> **Tarea**: Devuelve cada línea del material en la que aparezca la cadena "windshield". Las mayúsculas y minúsculas cuentan.

★ ★ ★

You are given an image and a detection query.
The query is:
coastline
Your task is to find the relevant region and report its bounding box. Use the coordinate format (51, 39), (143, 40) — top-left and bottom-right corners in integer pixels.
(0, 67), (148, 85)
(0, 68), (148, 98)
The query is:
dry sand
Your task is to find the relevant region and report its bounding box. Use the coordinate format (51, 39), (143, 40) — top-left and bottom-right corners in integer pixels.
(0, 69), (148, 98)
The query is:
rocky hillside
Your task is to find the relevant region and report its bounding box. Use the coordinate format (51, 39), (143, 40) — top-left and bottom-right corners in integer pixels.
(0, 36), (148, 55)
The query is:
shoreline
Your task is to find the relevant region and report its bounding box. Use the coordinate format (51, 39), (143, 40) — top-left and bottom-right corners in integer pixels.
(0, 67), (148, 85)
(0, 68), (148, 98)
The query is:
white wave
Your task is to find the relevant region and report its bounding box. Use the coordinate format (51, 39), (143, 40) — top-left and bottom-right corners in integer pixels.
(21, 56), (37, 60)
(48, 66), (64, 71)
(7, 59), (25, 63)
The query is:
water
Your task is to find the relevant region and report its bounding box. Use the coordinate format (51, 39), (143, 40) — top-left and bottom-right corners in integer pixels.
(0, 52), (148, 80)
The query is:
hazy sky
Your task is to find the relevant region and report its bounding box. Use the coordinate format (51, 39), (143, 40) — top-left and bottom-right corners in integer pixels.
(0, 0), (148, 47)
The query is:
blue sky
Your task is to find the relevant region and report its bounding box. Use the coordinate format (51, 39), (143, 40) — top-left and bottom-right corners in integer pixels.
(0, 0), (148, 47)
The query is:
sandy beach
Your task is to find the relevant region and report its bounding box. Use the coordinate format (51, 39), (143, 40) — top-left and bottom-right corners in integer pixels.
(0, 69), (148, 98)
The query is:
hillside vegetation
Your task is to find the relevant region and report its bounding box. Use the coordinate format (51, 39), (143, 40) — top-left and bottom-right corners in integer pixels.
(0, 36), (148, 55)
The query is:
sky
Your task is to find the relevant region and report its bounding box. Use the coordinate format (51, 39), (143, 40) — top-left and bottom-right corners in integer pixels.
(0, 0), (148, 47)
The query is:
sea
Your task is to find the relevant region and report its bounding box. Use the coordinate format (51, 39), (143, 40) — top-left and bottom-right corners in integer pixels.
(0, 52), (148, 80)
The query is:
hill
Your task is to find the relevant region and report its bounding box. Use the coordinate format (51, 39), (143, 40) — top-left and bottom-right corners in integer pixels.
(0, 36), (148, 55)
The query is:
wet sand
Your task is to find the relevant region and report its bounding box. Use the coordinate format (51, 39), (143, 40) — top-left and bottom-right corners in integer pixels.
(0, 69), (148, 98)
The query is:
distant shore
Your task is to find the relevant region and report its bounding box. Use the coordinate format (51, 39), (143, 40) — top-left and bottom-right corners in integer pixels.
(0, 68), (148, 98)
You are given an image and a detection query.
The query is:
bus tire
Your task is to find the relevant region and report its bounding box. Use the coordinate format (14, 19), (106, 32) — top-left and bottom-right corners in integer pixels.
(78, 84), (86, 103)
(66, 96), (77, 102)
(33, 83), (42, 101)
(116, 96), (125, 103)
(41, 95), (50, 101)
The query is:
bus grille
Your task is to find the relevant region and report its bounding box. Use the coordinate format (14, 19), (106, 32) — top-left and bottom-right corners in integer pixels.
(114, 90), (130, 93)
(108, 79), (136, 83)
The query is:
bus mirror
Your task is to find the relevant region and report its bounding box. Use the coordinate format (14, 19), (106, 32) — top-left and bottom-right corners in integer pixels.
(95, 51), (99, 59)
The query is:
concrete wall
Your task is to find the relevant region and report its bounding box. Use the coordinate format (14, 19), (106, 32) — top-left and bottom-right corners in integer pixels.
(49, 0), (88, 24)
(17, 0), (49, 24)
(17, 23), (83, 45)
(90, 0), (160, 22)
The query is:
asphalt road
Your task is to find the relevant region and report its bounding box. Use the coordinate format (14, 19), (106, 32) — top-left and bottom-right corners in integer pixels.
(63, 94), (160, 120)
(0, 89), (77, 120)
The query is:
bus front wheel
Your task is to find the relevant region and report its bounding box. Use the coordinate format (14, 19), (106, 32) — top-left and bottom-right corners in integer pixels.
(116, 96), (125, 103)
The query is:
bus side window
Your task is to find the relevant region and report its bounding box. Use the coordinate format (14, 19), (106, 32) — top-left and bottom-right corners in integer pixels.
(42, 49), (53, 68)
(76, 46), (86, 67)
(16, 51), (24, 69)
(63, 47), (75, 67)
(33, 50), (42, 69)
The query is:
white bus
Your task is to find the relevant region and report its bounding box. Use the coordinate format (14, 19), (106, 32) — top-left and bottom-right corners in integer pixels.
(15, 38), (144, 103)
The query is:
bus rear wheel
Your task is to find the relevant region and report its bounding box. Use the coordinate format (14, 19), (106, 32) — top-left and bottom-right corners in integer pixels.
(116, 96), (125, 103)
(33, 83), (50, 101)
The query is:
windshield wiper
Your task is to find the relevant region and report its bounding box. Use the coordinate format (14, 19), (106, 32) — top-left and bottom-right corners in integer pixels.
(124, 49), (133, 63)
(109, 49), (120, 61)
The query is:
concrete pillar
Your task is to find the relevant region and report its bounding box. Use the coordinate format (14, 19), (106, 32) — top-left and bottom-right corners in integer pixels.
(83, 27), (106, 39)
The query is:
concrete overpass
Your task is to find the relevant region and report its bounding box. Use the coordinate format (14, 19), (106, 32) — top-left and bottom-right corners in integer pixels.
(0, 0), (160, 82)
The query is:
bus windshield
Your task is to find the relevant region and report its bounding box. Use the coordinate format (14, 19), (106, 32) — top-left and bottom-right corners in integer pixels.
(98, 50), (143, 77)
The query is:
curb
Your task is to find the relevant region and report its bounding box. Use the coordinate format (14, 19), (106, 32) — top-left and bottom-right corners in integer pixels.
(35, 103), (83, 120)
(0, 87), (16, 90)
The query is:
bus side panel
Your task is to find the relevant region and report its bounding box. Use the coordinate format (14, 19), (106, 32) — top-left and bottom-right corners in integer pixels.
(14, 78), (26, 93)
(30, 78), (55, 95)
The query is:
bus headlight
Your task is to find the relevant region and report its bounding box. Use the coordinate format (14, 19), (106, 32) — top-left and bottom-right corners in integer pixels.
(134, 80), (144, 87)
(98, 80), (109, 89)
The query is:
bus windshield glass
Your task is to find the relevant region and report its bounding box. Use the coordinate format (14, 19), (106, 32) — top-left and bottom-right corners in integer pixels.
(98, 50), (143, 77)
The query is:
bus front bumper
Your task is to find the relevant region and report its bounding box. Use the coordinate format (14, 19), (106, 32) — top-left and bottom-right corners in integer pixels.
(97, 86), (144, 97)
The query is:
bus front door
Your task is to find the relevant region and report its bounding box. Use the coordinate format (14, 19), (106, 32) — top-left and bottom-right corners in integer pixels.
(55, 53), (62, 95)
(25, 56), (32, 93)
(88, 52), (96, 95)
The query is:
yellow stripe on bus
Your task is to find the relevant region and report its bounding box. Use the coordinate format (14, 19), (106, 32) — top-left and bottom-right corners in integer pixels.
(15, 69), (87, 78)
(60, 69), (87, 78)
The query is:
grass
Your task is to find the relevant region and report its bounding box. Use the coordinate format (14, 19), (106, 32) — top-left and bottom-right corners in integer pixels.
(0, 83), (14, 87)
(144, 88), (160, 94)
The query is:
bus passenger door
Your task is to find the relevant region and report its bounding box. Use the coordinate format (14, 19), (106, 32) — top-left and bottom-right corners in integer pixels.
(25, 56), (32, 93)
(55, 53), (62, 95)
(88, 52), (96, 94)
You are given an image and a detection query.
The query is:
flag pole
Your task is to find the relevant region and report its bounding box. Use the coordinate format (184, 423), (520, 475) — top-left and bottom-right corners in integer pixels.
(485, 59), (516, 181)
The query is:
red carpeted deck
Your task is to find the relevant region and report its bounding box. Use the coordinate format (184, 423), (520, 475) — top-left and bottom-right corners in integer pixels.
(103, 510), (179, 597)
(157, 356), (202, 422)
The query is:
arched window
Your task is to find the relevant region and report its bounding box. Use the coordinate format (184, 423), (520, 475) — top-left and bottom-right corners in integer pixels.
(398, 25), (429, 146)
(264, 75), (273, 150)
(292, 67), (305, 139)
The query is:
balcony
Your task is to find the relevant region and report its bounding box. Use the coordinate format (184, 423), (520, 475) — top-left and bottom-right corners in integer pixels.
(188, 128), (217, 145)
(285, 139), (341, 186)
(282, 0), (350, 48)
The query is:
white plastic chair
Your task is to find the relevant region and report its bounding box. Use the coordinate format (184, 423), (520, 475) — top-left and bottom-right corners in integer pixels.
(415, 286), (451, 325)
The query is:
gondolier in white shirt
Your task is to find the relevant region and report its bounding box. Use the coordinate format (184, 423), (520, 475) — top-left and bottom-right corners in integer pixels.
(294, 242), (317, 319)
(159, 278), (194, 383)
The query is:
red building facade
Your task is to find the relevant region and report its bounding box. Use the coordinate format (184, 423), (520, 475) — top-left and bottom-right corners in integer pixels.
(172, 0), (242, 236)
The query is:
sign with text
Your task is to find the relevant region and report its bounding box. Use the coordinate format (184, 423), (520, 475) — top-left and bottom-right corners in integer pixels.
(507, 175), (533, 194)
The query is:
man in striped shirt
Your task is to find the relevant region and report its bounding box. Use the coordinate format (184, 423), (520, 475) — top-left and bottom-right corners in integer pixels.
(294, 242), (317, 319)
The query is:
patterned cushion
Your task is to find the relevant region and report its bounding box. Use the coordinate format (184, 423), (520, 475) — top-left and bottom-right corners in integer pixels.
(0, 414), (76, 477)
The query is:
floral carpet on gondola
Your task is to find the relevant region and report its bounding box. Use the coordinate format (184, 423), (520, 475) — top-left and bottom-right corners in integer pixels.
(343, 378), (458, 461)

★ ★ ★

> **Respuesta desarrollada**:
windshield wiper
bus windshield
bus windshield glass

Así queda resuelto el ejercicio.